Reproduce the material beginning with the line containing "Could you point to the hazy" and continuing through the end of the material, substituting "forest edge" for each occurrence of "tree line" and leaving everything else unaltered.

--- begin Supplied records ---

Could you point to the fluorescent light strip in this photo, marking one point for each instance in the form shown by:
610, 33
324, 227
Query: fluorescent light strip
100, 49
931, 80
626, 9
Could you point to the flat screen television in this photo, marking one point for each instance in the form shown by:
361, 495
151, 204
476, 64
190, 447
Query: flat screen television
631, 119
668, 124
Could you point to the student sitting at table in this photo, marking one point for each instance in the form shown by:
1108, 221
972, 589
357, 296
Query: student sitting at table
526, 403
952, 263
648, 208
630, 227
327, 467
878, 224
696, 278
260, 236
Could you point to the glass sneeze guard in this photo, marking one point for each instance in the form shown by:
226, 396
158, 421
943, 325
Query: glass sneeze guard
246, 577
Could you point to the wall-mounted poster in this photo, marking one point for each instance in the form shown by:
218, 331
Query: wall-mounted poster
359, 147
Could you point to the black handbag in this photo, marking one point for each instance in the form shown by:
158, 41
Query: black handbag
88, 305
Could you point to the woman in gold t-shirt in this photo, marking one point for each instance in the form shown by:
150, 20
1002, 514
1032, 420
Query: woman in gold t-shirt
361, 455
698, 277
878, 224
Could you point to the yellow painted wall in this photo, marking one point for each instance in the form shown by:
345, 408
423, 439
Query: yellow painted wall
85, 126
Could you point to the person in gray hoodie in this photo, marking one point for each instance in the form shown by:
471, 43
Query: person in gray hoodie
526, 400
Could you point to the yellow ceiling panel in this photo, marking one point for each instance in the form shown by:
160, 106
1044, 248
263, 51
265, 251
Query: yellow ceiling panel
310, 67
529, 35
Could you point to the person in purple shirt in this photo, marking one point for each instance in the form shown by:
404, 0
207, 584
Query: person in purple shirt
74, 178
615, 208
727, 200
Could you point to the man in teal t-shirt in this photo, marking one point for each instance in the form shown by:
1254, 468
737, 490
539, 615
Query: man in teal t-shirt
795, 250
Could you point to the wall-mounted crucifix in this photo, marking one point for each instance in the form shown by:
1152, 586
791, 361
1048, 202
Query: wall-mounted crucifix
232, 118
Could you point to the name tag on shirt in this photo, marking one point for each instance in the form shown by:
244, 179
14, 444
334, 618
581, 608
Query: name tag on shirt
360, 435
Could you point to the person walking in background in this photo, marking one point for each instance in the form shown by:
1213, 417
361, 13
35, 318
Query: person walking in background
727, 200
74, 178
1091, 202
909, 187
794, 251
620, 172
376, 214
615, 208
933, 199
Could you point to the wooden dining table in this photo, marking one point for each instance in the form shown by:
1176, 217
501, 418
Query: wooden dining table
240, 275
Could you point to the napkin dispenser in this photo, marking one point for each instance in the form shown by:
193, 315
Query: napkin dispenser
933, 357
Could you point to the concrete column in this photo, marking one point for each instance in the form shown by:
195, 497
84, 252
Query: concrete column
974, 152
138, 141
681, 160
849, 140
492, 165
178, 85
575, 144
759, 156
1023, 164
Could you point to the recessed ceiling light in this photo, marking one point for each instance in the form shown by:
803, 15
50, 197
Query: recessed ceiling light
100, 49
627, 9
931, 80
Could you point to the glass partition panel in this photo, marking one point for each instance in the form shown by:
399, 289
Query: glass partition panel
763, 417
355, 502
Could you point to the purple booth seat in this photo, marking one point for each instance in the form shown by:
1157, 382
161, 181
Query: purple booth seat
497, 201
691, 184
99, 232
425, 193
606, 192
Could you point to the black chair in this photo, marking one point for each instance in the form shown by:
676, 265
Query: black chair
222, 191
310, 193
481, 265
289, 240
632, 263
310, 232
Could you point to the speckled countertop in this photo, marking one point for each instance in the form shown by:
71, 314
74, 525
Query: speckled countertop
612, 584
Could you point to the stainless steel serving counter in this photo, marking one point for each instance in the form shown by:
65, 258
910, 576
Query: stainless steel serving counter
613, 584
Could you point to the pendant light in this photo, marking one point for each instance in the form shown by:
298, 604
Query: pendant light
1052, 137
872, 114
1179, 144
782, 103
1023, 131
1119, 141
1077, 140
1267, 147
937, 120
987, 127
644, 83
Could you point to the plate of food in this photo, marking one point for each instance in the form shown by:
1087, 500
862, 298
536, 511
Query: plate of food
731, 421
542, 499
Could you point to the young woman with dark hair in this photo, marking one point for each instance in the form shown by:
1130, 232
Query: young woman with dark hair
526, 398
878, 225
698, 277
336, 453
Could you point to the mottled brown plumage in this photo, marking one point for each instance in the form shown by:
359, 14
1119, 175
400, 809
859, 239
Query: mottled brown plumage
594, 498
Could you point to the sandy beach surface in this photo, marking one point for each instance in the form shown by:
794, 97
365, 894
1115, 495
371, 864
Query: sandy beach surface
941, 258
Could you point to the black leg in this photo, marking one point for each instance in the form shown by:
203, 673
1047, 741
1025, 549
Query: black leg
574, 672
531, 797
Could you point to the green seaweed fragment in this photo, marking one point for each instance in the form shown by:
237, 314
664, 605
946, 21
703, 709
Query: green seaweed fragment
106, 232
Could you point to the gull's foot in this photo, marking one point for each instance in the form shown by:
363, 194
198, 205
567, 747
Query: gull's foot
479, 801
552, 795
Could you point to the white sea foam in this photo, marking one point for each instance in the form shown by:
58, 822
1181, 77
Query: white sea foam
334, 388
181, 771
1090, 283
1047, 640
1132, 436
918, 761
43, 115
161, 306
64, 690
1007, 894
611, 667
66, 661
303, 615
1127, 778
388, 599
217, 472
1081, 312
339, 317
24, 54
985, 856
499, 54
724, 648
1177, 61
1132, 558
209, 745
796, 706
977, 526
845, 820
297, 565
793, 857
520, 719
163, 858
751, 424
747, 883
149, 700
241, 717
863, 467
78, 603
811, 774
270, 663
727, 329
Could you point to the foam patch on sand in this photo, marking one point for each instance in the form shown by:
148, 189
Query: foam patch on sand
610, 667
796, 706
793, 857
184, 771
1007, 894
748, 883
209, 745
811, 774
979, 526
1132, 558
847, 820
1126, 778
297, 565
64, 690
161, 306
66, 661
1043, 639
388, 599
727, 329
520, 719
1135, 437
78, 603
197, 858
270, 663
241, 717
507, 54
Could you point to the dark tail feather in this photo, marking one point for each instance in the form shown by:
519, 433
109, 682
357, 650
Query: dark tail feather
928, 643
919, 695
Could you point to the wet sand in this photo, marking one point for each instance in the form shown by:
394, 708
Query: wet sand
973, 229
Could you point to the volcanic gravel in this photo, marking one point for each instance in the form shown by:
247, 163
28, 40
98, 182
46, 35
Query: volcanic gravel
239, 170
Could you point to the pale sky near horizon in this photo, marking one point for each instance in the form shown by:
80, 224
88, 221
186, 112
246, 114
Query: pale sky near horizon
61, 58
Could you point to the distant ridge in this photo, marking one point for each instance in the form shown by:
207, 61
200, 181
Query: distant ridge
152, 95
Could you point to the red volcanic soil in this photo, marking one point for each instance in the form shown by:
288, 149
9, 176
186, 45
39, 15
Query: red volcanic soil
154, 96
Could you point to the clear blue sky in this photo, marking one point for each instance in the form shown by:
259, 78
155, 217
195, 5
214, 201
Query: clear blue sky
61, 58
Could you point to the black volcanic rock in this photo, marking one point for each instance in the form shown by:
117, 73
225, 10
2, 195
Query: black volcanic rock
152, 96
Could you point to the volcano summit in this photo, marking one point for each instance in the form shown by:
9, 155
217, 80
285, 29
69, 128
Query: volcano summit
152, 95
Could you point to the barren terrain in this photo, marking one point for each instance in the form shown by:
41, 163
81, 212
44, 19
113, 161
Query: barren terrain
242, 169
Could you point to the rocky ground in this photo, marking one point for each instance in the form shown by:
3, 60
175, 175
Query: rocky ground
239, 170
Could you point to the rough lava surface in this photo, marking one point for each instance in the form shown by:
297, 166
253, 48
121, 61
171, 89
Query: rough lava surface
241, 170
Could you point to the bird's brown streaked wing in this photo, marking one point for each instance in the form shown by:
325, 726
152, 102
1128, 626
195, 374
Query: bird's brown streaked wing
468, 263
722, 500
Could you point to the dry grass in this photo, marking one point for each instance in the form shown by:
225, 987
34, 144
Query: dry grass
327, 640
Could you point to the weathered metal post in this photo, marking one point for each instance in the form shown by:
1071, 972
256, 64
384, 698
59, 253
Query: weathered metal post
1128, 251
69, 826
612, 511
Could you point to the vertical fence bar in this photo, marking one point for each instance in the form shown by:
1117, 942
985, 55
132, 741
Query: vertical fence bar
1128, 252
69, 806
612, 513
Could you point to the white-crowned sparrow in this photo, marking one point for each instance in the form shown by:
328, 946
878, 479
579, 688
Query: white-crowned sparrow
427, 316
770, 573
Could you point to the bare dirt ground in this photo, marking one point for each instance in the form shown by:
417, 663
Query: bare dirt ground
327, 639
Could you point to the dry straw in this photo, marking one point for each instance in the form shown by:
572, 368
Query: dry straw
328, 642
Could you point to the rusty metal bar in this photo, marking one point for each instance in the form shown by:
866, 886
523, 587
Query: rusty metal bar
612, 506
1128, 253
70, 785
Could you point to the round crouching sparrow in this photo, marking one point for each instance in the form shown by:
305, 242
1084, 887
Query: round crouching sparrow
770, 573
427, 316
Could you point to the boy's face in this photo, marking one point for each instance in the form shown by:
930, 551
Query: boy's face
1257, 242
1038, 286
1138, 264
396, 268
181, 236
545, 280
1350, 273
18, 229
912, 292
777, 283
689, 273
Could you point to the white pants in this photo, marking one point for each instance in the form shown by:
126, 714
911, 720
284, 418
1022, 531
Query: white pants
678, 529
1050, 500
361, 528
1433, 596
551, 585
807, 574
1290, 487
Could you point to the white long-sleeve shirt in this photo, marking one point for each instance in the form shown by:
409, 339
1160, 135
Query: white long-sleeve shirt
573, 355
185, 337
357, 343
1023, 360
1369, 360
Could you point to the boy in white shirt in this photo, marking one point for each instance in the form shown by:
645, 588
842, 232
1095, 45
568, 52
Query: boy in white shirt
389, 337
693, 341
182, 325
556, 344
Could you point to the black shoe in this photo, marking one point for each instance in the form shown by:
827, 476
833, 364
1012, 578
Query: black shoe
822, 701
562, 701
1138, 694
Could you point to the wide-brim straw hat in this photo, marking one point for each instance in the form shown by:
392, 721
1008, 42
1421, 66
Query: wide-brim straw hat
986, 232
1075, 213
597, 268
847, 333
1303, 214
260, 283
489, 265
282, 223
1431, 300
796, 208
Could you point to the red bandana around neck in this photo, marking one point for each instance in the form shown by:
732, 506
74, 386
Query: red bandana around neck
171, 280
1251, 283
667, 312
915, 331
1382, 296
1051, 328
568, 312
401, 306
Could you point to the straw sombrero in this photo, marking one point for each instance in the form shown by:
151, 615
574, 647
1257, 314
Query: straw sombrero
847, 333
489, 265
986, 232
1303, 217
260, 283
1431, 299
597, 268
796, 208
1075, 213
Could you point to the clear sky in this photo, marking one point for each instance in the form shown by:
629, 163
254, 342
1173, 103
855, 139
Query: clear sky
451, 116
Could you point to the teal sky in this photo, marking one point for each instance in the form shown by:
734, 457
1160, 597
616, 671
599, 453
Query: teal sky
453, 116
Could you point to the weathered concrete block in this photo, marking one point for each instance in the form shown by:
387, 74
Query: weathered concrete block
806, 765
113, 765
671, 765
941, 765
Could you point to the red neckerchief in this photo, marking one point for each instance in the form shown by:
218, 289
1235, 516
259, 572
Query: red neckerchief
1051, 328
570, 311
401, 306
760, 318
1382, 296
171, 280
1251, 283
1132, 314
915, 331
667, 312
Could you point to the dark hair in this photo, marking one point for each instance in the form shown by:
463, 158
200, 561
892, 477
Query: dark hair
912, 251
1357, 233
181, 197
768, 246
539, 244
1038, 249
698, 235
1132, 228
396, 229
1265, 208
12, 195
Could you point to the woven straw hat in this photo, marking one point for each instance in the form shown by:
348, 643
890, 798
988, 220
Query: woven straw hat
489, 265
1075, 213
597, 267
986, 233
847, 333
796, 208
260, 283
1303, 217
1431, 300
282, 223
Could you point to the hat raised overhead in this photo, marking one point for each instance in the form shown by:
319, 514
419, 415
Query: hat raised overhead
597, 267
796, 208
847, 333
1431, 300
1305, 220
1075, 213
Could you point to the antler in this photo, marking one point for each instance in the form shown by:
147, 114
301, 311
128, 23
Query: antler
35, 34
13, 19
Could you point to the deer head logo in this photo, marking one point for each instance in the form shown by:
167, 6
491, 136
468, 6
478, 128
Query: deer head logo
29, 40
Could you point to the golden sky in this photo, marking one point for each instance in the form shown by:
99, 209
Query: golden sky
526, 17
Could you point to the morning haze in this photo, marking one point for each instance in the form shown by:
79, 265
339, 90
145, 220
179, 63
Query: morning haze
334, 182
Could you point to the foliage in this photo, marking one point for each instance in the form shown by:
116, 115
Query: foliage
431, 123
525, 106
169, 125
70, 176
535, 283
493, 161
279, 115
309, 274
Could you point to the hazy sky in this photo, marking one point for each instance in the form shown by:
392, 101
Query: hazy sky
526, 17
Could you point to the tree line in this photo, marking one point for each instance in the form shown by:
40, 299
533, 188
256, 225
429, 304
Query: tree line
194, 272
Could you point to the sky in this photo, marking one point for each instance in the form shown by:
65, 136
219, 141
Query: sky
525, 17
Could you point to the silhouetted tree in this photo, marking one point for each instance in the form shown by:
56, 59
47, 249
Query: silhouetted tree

--- end Supplied records ---

■ Complete response
Could you point to the hazy sky in this photo, marking one point for each instance in the form shown by:
392, 101
Query: hazy sky
526, 17
Could you point to the forest edge in this photo, marking one point for each instance in the form shown by:
40, 299
533, 188
256, 225
429, 304
Query: forest edge
194, 272
Could you point to the sky in this photo, marking one point for each instance in the form shown by:
65, 136
219, 141
Query: sky
525, 17
Could you point to the silhouetted tree in this photo, marking one point for each instance in the form shown by:
56, 59
47, 249
Query: silhouetted tree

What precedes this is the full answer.